WORK REQUIRED: From the line with "Mark each instance of the dealership" through the final line, transcribe the material below character for character; include no other lines.

-- start of GIVEN RECORDS --

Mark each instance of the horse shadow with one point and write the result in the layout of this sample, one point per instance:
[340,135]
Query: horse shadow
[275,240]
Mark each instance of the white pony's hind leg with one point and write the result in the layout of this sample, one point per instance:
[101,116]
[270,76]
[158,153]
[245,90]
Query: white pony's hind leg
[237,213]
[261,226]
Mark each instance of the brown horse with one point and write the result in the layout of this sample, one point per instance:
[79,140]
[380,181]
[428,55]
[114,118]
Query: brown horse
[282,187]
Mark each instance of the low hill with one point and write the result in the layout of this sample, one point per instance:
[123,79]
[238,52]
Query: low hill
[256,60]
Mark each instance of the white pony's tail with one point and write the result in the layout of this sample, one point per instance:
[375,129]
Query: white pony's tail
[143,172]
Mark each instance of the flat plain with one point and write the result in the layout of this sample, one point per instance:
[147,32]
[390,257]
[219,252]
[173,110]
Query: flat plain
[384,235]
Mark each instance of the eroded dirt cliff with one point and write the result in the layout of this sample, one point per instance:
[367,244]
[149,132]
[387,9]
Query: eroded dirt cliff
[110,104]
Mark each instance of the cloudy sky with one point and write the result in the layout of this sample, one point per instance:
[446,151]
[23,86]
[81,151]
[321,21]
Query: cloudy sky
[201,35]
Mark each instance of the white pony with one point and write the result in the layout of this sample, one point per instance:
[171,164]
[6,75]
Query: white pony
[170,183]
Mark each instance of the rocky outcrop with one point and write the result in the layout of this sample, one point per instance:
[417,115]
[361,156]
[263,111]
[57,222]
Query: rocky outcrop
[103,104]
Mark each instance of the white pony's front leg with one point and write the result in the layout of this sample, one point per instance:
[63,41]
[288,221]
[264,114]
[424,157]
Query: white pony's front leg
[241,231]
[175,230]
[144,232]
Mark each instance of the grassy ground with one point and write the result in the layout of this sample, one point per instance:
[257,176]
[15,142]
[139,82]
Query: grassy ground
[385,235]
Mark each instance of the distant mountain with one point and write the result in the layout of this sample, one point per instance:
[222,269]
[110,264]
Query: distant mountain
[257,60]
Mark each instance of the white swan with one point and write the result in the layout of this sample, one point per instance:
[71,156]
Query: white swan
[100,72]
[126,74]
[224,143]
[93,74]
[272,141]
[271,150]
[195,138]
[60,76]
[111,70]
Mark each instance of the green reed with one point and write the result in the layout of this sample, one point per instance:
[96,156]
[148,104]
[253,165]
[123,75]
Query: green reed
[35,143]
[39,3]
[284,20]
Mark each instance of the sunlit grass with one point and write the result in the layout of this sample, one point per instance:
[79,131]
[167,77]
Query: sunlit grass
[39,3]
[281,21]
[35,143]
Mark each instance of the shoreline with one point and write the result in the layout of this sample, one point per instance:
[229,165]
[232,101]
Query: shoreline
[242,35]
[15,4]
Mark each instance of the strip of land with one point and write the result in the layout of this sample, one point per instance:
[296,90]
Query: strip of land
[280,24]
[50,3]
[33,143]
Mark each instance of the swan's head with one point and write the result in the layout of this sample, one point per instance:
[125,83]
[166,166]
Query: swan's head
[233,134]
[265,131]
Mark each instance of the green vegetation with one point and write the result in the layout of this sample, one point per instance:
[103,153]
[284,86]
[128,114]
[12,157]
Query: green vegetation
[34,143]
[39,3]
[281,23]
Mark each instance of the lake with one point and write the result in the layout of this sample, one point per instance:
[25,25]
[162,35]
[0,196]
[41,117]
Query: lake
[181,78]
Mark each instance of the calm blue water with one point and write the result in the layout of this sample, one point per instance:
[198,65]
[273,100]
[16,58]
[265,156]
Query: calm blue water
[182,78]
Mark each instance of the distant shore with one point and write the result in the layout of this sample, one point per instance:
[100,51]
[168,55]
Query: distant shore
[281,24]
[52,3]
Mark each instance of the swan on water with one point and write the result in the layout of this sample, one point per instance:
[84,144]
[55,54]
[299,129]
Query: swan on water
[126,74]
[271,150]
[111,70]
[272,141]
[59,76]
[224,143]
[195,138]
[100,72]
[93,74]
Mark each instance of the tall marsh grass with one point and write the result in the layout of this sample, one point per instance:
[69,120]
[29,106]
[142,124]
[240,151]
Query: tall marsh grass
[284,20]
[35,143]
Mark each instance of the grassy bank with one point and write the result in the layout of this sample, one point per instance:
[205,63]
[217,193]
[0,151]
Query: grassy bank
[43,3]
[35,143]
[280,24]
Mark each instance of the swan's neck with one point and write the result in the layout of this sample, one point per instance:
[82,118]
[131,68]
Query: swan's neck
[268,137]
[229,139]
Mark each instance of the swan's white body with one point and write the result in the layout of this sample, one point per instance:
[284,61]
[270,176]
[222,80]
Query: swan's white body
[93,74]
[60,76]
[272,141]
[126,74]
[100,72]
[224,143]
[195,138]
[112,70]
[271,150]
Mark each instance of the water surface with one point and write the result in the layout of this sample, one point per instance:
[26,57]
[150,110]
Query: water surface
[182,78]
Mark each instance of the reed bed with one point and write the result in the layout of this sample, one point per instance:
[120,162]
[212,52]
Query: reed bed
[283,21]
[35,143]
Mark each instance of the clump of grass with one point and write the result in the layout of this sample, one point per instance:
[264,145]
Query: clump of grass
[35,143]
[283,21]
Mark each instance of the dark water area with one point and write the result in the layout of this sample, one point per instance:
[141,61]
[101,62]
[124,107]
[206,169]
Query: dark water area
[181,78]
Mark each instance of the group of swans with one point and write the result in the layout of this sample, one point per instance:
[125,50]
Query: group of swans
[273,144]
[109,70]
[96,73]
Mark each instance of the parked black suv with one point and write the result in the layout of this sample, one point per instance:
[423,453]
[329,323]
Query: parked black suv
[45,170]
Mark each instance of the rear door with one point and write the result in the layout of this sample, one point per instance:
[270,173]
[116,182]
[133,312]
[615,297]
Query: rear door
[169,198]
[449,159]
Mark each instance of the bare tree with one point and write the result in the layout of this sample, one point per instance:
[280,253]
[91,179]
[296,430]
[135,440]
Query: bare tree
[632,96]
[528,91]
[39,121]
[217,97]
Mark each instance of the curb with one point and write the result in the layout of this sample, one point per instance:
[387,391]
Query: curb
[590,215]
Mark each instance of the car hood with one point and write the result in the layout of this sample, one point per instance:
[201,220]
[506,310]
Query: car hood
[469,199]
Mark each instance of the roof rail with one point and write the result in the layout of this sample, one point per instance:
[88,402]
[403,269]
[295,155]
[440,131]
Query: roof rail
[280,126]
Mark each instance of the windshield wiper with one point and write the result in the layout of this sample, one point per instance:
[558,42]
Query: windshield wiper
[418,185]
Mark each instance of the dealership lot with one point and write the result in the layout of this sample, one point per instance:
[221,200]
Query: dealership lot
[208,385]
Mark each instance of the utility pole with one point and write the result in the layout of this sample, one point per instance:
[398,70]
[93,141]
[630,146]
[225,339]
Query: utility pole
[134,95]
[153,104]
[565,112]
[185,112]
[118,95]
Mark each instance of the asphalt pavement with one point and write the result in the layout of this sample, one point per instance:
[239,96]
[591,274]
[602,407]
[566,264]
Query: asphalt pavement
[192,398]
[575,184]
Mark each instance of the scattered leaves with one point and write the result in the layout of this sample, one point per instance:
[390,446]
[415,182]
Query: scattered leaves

-- end of GIVEN RECORDS --

THE OUTPUT:
Mark each instance of the dealership lot with one point and write the result in the layout of this sample, one point per instance:
[221,200]
Query: dealership lot
[208,385]
Mark each instance of the utility pole with one point and write the result in the layout of this sample, one point per instance:
[398,70]
[93,141]
[630,146]
[225,339]
Query: utility pole
[134,95]
[153,104]
[565,112]
[185,112]
[118,95]
Mark each instance of the asphalt pavement with one point and write the result in the layout of this sample, one point per instance:
[239,96]
[591,274]
[602,407]
[566,264]
Query: asphalt pavement
[192,398]
[575,184]
Mark each instance of the scattered leaves with one point and write the result in the layout of this sample, one point per instance:
[390,446]
[415,182]
Query: scattered leaves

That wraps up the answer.